─── RECORDS PROVIDED

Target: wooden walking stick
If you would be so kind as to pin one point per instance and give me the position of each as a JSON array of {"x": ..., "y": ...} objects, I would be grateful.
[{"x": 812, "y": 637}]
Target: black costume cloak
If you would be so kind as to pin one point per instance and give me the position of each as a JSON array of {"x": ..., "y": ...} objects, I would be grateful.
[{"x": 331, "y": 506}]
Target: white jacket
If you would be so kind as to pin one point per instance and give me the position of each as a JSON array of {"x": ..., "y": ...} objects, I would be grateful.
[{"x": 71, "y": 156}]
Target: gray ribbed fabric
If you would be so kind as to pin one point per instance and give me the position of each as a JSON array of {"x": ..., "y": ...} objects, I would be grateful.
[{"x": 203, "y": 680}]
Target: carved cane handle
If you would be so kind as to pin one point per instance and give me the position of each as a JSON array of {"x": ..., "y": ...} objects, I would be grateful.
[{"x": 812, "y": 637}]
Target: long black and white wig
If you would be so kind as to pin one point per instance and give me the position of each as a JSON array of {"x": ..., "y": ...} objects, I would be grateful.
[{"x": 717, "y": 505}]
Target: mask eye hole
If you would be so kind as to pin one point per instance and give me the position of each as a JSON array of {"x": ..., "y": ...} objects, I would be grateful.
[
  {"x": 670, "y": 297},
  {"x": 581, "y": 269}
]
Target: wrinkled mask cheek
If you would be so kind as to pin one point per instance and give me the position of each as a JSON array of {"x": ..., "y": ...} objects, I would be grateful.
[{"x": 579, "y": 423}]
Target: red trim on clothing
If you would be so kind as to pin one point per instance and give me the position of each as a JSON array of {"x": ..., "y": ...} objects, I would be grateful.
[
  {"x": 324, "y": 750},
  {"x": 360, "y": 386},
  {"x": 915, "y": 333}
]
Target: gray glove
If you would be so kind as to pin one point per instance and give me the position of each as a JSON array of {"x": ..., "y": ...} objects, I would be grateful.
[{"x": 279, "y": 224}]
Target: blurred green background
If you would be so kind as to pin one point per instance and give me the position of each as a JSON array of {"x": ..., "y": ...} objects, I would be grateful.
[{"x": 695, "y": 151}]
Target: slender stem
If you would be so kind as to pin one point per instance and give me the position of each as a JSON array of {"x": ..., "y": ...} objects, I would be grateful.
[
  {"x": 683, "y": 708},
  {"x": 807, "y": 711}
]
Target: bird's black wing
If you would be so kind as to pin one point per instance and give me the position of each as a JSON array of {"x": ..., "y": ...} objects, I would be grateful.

──────

WORK TO COMPLETE: Look above for the line with "Target: long black and white wig"; retype exactly that line, every line after it up to the line with "Target: bird's black wing", and that line too, nothing else.

WORKED SOLUTION:
Target: long black and white wig
If you would be so kind as to pin one point per instance and give me the position of each as a JSON array of {"x": ..., "y": ...} objects, I would be grateful.
[{"x": 717, "y": 505}]
Target: mask eye hole
If you would be so kind as to pin one point per instance and give me the position of each as a JSON array of {"x": ..., "y": ...} objects, I would be grateful.
[
  {"x": 670, "y": 297},
  {"x": 581, "y": 269}
]
Target: wrinkled mask cheek
If you would be so kind as to pin one point per instance and give me the position of each as a JSON array of {"x": ..., "y": ...} objects, I would be grateful.
[{"x": 579, "y": 423}]
Target: red trim on clothing
If you would be so kind as to pin one point per instance and give me the position of each as a JSON array of {"x": ..., "y": ...} objects, I would be grateful.
[
  {"x": 324, "y": 750},
  {"x": 360, "y": 386},
  {"x": 915, "y": 333}
]
Target: gray glove
If you would be so kind as to pin one point per instance and give me the position of each as a JSON array of {"x": ..., "y": ...} objects, I would be grateful.
[{"x": 279, "y": 224}]
Target: blurred green background
If you would be so kind as to pin one point per instance and give me the position of each as a JSON array of {"x": ..., "y": ...} objects, I would be grateful.
[{"x": 695, "y": 151}]
Target: slender stem
If you would be so kind as to pin one point per instance and give me the position of each as a JSON array of {"x": ..., "y": ...} objects, I would be grateful.
[
  {"x": 683, "y": 708},
  {"x": 807, "y": 711}
]
Target: bird's black wing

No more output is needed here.